◆ **WORK TO COMPLETE**
1. Using the post on Clinton campaign in-fighting, answer these:
(a) What did the writer take after waking up with a headache?
(b) For how long have Penn and Ickes been battling each other within the Clinton orbit?
(c) Which book is named as one of Clinton's favorites, and what is it an account of?
2. For each statement, say whether the post on Clinton campaign in-fighting supports it. Answer yes or no and quote the words from the post that decide it.
(a) The Washington Post article is titled "Even in Victory, Clinton Team is Battling."
(b) Penn and Ickes lost their tempers at an in-person meeting.
(c) Clinton put her advisers together without knowing they disliked one another.
3. Carry on the post on Clinton campaign in-fighting, starting after its final sentence.

◆ **DOCUMENT**
Campaign (sp)in-fighting

Cross-posted from THE ENVIRONMENTALIST

I woke up this morning with a headache, downed two extra-strength aspirin and am finally able to open my eyes enough to read and write and listen to the telly and hear all about do-overs and Mark Penn and Harold Ickes’ Dick Cheney moment:

Penn had no real people of his own on the inside and chafed whenever Solis Doyle or Ickes got involved in his sphere. At one point, he and Ickes, who have been battling each other within the Clinton orbit for a dozen years, lost their tempers during a conference call, according to two participants.

“[Expletive] you!” Ickes shouted.

“[Expletive] you!” Penn replied.

“[Expletive] you!” Ickes shouted again.

The full Washington Post article (entitled: “Even in Victory, Clinton Team is Battling”).

There’s a comment in the article about how the Clintons have encouraged the in-fighting.  Whether that’s true or not, it does raise the question whether they’d be the ones who could be focused and dispassionate enough to answer that 3AM call correctly.

One of Clinton’s favorite books is “Team of Rivals,” Doris Kearns Goodwin’s account of Abraham Lincoln’s Cabinet, and she assembled her own team of advisers knowing their mutual enmity in the belief that good ideas come from vigorous discussion. But while many campaigns are beset by backbiting and power struggles, dozens of interviews indicate that the internal problems endured by the Clinton team have been especially corrosive.

◆ **MATERIAL SUPPLIED**
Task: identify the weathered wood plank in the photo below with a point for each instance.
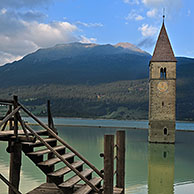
(72, 181)
(15, 166)
(39, 143)
(47, 188)
(108, 163)
(45, 151)
(85, 189)
(66, 169)
(120, 166)
(53, 161)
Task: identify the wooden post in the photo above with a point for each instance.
(120, 166)
(50, 118)
(10, 121)
(15, 104)
(108, 163)
(15, 165)
(51, 126)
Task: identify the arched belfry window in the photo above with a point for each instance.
(165, 131)
(165, 73)
(161, 73)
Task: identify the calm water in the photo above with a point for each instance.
(150, 168)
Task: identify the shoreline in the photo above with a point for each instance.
(108, 127)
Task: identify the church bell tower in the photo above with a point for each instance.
(162, 91)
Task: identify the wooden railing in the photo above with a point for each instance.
(109, 146)
(26, 128)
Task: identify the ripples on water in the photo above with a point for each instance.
(151, 169)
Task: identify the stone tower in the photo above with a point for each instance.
(162, 91)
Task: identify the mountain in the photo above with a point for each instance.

◆ **EXPECTED RESPONSES**
1.
(a) Two extra-strength aspirin.
(b) A dozen years.
(c) "Team of Rivals," Doris Kearns Goodwin's account of Abraham Lincoln's Cabinet.

2.
(a) Yes: "The full Washington Post article (entitled: “Even in Victory, Clinton Team is Battling”)."
(b) No: "lost their tempers during a conference call"
(c) No: "she assembled her own team of advisers knowing their mutual enmity"

3.
Mark Penn vs. David Axelrod and Joe Trippi (3:40 in):

I have a headache when I hear ex-patriot (from Canada), Gov. Granholm, Democrat of Michigan, push for a do-over without revealing that she is a Clinton supporter, or Gov. Christ, Republican of Florida, do the same, I assume, because he’d rather have McCain (with whom he is listed as a possible VP) run against Clinton.

I look at Senator Obama’s campaign staff and see unity, competence and I ask: then why did he lose those three states on Tuesday?

I look at the numbers and find that their claims of math (an ‘un-sexy’ argument, to be sure, but, hey, I like math) are accurate — Senator Clinton’s net delegate gain was negligible.

Here’s a Newsweek article that helps to explain.

I heard from a friend that a memo from the Obama campaign a month ago accurately predicted the March 4th outcomes (nearly to the vote).  They were not taken by surprise in the results.  What they did not foresee:  Saturday Night Live taking sides by displaying a cartoon that ties Senator Obama to Jesse Jackson and Al Sharpton, when neither have endorsed him.  Not as obvious as the support for Senator Clinton that got the media to fall back on their heels and do everything they could to show they were not for Sentor Obama the day before a crucial primary.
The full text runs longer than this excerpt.